Work to complete
Convert the lines below, the stretch from the first line through the one containing "290], [739, 309]]", into a Markdown table with the columns Row and Text. Number each row and leave out any blank lines.

● ● ● ●

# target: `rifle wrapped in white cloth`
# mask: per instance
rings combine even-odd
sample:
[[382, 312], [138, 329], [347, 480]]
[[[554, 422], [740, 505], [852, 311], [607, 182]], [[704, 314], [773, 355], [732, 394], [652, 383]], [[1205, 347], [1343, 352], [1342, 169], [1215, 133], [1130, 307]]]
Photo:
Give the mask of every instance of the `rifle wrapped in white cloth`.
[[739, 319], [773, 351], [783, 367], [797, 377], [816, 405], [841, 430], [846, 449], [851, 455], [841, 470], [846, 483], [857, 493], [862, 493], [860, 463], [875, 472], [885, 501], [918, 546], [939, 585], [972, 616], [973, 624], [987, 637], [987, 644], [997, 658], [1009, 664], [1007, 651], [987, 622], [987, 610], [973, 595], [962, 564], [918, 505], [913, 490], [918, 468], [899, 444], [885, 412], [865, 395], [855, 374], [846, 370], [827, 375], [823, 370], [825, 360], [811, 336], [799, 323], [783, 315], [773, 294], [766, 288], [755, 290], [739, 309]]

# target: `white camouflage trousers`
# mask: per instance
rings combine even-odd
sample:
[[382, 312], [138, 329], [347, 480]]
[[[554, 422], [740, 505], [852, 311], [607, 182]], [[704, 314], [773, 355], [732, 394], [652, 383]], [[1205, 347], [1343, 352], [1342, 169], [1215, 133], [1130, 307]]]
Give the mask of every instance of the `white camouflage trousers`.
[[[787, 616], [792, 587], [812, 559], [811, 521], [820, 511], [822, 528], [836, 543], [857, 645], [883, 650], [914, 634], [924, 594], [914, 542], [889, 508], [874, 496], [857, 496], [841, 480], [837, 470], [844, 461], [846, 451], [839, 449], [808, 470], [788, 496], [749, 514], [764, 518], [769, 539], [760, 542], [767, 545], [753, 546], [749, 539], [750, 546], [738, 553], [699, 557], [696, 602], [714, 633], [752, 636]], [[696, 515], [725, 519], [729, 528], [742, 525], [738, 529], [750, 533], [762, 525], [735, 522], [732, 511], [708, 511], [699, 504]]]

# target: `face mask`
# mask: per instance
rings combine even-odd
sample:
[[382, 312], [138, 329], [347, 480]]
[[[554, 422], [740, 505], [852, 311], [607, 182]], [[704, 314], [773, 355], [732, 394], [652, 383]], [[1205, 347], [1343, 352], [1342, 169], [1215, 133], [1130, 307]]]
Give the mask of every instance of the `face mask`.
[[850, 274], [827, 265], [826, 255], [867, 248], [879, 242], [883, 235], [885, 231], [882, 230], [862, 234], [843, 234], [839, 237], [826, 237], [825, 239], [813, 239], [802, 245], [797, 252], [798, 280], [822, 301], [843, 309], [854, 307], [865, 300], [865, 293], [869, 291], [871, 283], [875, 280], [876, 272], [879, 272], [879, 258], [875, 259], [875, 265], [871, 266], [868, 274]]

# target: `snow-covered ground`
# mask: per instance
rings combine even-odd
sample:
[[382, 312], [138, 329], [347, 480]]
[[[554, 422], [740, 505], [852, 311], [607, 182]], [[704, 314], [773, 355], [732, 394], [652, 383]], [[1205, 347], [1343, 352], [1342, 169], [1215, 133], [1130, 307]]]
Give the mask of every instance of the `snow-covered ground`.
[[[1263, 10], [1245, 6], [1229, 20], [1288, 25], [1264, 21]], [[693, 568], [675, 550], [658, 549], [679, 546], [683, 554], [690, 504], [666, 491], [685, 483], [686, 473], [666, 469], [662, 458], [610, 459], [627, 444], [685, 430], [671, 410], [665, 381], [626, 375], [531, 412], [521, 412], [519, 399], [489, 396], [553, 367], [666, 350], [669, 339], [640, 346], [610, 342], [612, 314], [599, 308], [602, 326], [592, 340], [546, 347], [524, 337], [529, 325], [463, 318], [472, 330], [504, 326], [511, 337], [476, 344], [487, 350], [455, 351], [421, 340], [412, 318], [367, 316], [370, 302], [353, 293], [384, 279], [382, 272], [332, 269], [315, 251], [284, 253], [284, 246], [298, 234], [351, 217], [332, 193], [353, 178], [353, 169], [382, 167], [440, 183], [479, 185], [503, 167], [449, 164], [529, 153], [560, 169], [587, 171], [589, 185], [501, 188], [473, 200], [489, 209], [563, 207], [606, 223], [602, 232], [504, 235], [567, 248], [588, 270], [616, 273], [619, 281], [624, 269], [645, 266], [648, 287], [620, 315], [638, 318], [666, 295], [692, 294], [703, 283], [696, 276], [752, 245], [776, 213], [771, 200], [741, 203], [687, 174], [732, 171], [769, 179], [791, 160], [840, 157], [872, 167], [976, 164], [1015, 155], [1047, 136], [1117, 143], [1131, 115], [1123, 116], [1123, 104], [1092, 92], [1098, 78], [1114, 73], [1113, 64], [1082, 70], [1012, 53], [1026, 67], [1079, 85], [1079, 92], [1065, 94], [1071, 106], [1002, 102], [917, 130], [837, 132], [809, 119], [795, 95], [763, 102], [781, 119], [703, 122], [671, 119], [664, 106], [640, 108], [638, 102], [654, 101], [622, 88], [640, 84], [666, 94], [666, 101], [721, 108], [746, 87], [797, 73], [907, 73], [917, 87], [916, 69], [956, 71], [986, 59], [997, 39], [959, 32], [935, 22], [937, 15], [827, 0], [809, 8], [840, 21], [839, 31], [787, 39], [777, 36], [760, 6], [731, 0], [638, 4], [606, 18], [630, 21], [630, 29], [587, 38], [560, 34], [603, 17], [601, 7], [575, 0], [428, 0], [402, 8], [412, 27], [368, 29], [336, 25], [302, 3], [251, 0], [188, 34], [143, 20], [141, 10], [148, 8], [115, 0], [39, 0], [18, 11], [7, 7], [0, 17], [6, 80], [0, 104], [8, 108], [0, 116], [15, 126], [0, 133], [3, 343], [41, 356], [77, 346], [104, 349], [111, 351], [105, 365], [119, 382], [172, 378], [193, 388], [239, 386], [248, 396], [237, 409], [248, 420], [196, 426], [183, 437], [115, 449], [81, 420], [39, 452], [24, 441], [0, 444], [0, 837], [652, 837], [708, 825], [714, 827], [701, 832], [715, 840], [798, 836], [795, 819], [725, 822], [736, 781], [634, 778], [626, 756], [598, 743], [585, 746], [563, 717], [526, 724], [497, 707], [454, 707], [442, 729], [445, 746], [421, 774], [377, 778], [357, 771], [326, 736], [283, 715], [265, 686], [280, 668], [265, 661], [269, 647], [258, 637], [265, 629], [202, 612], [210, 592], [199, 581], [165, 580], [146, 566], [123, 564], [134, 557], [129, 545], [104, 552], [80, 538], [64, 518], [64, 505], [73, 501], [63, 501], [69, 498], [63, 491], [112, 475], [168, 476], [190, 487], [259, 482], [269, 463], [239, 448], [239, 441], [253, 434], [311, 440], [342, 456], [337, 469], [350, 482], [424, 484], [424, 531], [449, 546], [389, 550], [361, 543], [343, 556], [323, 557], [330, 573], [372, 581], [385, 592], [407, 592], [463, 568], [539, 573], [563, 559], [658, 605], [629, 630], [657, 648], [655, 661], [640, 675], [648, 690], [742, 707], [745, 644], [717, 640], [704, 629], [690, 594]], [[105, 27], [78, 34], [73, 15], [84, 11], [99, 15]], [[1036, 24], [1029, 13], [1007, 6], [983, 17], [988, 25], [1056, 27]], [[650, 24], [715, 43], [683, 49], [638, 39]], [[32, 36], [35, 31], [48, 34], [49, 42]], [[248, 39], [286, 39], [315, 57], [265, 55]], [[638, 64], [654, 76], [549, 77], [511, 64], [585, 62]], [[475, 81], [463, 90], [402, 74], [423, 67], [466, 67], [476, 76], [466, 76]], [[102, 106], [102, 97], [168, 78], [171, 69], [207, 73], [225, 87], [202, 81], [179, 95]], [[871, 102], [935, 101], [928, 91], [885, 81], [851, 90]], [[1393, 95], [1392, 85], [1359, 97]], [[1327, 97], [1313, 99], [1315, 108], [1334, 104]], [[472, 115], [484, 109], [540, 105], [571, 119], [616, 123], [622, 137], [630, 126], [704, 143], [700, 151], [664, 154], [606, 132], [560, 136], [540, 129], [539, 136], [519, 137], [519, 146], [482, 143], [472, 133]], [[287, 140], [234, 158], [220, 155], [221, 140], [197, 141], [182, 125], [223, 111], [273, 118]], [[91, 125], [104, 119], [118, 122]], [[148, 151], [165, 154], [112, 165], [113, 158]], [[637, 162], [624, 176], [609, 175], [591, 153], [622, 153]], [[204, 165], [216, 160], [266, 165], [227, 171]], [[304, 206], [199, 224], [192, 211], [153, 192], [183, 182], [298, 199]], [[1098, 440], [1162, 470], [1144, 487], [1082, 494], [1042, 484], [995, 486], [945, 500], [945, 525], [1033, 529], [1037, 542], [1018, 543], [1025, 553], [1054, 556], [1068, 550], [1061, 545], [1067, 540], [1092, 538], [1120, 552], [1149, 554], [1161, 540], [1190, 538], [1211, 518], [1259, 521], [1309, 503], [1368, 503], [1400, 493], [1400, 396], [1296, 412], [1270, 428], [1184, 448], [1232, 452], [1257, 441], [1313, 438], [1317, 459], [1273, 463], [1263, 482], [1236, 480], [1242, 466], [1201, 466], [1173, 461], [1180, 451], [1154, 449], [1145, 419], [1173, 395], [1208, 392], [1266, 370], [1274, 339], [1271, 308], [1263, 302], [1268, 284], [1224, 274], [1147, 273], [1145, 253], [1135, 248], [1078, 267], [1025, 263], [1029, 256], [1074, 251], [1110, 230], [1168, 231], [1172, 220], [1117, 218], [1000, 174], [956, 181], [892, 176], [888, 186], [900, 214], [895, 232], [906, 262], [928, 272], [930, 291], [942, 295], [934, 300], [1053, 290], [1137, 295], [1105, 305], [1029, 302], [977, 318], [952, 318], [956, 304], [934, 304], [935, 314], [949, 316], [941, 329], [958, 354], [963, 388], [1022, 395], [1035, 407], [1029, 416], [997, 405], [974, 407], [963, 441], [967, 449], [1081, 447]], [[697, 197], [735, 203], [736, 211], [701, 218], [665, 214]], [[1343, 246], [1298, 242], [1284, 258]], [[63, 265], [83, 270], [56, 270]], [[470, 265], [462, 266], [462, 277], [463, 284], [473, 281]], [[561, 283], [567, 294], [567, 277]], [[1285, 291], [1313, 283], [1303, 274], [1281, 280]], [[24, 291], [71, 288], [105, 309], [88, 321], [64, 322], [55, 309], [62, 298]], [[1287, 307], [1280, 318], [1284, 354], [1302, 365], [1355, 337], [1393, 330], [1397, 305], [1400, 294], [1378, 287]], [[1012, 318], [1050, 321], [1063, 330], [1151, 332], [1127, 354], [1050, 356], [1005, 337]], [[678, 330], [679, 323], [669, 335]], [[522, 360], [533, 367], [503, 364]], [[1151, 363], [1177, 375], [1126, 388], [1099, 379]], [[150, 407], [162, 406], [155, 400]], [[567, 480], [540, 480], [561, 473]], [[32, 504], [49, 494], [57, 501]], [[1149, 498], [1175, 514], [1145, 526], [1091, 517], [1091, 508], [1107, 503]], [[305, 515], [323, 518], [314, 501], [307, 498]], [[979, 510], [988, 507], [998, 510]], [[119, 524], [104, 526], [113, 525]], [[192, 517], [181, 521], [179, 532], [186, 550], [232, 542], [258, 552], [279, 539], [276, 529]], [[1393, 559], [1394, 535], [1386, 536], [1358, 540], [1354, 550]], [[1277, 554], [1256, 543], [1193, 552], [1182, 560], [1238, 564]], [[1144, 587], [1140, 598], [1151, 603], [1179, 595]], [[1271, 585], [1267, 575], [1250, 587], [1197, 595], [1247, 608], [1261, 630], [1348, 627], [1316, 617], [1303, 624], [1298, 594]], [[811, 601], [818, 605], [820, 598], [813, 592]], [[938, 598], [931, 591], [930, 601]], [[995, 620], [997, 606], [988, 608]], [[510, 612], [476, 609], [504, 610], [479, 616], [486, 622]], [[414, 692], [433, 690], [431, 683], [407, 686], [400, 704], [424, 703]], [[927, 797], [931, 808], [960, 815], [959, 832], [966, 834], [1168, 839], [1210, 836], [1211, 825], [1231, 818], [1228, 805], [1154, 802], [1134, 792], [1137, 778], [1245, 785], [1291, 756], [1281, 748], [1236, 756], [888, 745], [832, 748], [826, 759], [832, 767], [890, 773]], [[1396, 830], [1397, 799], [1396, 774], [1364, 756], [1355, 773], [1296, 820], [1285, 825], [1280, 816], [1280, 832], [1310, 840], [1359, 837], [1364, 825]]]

● ● ● ●

Task answer
| Row | Text |
|---|---|
| 1 | # target: `rifle wrapped in white cloth` |
| 2 | # mask: per instance |
| 3 | rings combine even-odd |
| 4 | sample: |
| 5 | [[382, 312], [138, 329], [347, 480]] |
| 6 | [[[554, 422], [740, 505], [852, 311], [607, 182]], [[704, 314], [773, 355], [732, 394], [652, 383]], [[1205, 347], [1343, 352], [1342, 169], [1215, 133], [1130, 307]]] |
| 7 | Photo: |
| 8 | Give the mask of every instance of the `rifle wrapped in white cloth`. |
| 9 | [[739, 319], [773, 351], [783, 367], [797, 377], [816, 405], [841, 430], [846, 449], [851, 455], [841, 470], [846, 483], [857, 493], [862, 493], [860, 463], [875, 472], [885, 501], [918, 546], [939, 585], [972, 616], [973, 624], [987, 637], [987, 644], [997, 658], [1009, 664], [1007, 651], [987, 622], [987, 610], [973, 595], [962, 564], [918, 505], [913, 490], [918, 468], [899, 444], [885, 412], [865, 395], [855, 374], [846, 370], [827, 375], [823, 370], [825, 360], [811, 336], [799, 323], [783, 315], [773, 294], [766, 288], [755, 290], [739, 309]] |